DIRECTIONS:
1. Sum up the post about the name of God in two sentences.
2. Update the post about the name of God starting with "I’ve heard this" and going on through "on in Exodus.", putting "rendered" where "translated" stands.
3. Using the post about the name of God, say whether each statement agrees with it. Answer yes or no and quote the words that decide it. (a) The writer has been with the home health client for over six months. (b) The writer spends five hours a day at the client's house. (c) The writer at first found it strange that a church used the name Yahweh.

TEXT TO READ:

The Name of God

Since I have been posting pictures of my journaling Bible online, various people have asked me about my use of the name Yahweh instead of God or The Lord. I’m going to answer a compilation of those questions here. 

Where does the name Yahweh come from?

Exodus 3:13-14 Then Moses said to God, “If I come to the people of Israel and say to them, ‘The God of your fathers has sent me to you,’ and they ask me, ‘What is his name?’ what shall I say to them?” God said to Moses, “I am who I am.” And he said, “Say this to the people of Israel: ‘I am has sent me to you.’” 

Yahweh is the Hebrew word for I Am

Why use this name?

I visited a church once that used the name Yahweh for God. I thought this was strange and imagined they thought that they had better access to God by using a different name for Him. Maybe they even thought they were holier than me. I didn’t see anything wrong with God or The Lord

Then I started working in home health care. One of the rules was that I was not ever allowed to mention the name of my client to my family, due to privacy laws. So I started saying “that lady” or SHE or HER or “that lady I work for.” It put a distance between her and I, and although I’ve been with her for over six months now, my habit of not being able to mention her name has rubbed off on the time I’m at work with her, and I think I’ve only called her by name once or twice. Even though I spend three hours a day at her house, not being able to use her name creates a formality in our relationship. 

What does that have to do with using the name of God? If you look into it, God and The Lord aren’t names. They are titles. A god is something that is worshipped. And lord is a title used in the nobility even today. Using titles and never using names puts a distance in your relationship with Yahweh that you might not have even realized was there. I wouldn’t want my best friend to never call me anything but Ma’am

Isn’t the name of God too holy to use?

I’ve heard this question a lot. In fact, it’s the reason our Bibles are translated the way they are, with Yahweh replaced by God or The Lord

I wondered the same thing, until I read a little farther on in Exodus. 

Exodus 3:15 – God also said to Moses, “Say to the Israelites, ‘Yahweh, the God of your fathers—the God of Abraham, the God of Isaac and the God of Jacob—has sent me to you.’

“This is my name forever, the name you shall call me from generation to generation.

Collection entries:
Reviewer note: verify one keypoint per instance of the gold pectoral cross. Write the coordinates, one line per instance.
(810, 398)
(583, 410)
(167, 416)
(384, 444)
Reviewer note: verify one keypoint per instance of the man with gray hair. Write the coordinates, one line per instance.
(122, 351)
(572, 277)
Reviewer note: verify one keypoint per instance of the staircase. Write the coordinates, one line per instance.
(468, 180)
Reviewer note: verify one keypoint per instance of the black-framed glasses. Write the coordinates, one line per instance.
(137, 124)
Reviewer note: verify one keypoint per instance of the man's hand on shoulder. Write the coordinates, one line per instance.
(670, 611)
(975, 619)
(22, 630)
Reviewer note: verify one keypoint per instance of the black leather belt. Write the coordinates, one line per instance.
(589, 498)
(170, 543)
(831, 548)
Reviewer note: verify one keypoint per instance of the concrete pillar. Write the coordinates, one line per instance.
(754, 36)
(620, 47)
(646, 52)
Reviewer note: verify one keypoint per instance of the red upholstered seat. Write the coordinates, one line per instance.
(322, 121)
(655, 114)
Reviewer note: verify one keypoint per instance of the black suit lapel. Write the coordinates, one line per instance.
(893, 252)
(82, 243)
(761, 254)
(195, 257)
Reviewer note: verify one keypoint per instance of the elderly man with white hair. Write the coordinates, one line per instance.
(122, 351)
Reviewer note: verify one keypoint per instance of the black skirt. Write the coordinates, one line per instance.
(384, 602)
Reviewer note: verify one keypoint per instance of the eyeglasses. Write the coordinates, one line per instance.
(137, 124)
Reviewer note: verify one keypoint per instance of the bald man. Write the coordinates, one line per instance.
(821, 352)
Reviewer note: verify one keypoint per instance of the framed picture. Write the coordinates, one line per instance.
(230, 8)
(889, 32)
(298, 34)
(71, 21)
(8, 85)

RESPONSES PER TASK:
1. The writer explains using the name Yahweh, which comes from Exodus 3 and is the Hebrew word for I Am, in place of God or The Lord. Drawing on a home health care job where not using a client's name created formality, the writer argues that God and The Lord are titles that put distance in a relationship with Yahweh, and points to Exodus 3:15, where God calls this his name forever.

2.
I’ve heard this question a lot. In fact, it’s the reason our Bibles are rendered the way they are, with Yahweh replaced by God or The Lord

I wondered the same thing, until I read a little farther on in Exodus.

3.
(a) Yes: "although I’ve been with her for over six months now"
(b) No: "Even though I spend three hours a day at her house"
(c) Yes: "I thought this was strange"